SELECTED EXCERPT =
Taichi: [CUDA] detected to be supported and crash on card without unified memory

Created on 13 Apr 2020  路  15Comments  路  Source: taichi-dev/taichi

Describe the bug
CUDA detected to be SUPPORTED on a machine without CUDA.
It's because is_cuda_api_avaliable returned true even if I don't have CUDA.

Log/Screenshots

(yuanming-hu/glfw) [bate@archit taichi]$ python examples/mpm128.py  
[Taichi] mode=development
[Taichi] preparing sandbox at /tmp/taichi-7haz507t
[Taichi] sandbox prepared
[Taichi] <dev mode>, supported archs: [cpu, cuda, opengl], commit 4e2e5605, python 3.8.2
[Hint] Use WSAD/arrow keys to control gravity. Use left/right mouse bottons to attract/repel. Press R to reset.
[W 04/13/20 09:29:21.266] [cuda_driver.h:call_with_warning@60] CUDA Error CUDA_ERROR_INVALID_DEVICE: invalid device ordinal while calling mem_advise (cuMemAdvise)
[E 04/13/20 09:29:21.860] Received signal 7 (Bus error)


***********************************
* Taichi Compiler Stack Traceback *                                                          
***********************************                                                          
/tmp/taichi-7haz507t/taichi_core.so: taichi::Logger::error(std::__cxx11::basic_string<char, std::char_traits<char>, std::allocator<char> > const&, bool)                                  
/tmp/taichi-7haz507t/taichi_core.so: taichi::signal_handler(int)                             
/usr/lib/libc.so.6(+0x3bd70) [0x7f359062bd70]                                                
/tmp/taichi-7haz507t/taichi_core.so: taichi::lang::MemoryPool::daemon()
/usr/lib/libstdc++.so.6(+0xcfb24) [0x7f357ff41b24]
/usr/lib/libpthread.so.0(+0x946f) [0x7f359021746f]
/usr/lib/libc.so.6: clone
GNU gdb (GDB) 9.1
Copyright (C) 2020 Free Software Foundation, Inc.

ACTIVITY A =
Please answer these about the Taichi bug report above:
(i) Which function returned true even without CUDA present?
(ii) What signal number was received, and what kind of error was it?
(iii) What Python version is listed in the dev mode line?
ACTIVITY B =
Rewrite the Taichi bug report starting with "It's because is_cuda_api_avaliable" and going on through "calling mem_advise (cuMemAdvise)", putting "workspace" in place of "sandbox".

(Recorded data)
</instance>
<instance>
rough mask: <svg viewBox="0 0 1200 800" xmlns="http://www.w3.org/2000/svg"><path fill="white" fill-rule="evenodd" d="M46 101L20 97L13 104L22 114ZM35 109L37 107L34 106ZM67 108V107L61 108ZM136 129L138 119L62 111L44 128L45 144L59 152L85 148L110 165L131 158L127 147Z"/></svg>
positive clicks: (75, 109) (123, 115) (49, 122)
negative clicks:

WORKED SOLUTION A =
(i) is_cuda_api_avaliable
(ii) Signal 7, a bus error
(iii) 3.8.2

WORKED SOLUTION B =
It's because is_cuda_api_avaliable returned true even if I don't have CUDA.

Log/Screenshots

(yuanming-hu/glfw) [bate@archit taichi]$ python examples/mpm128.py  
[Taichi] mode=development
[Taichi] preparing workspace at /tmp/taichi-7haz507t
[Taichi] workspace prepared
[Taichi] <dev mode>, supported archs: [cpu, cuda, opengl], commit 4e2e5605, python 3.8.2
[Hint] Use WSAD/arrow keys to control gravity. Use left/right mouse bottons to attract/repel. Press R to reset.
[W 04/13/20 09:29:21.266] [cuda_driver.h:call_with_warning@60] CUDA Error CUDA_ERROR_INVALID_DEVICE: invalid device ordinal while calling mem_advise (cuMemAdvise)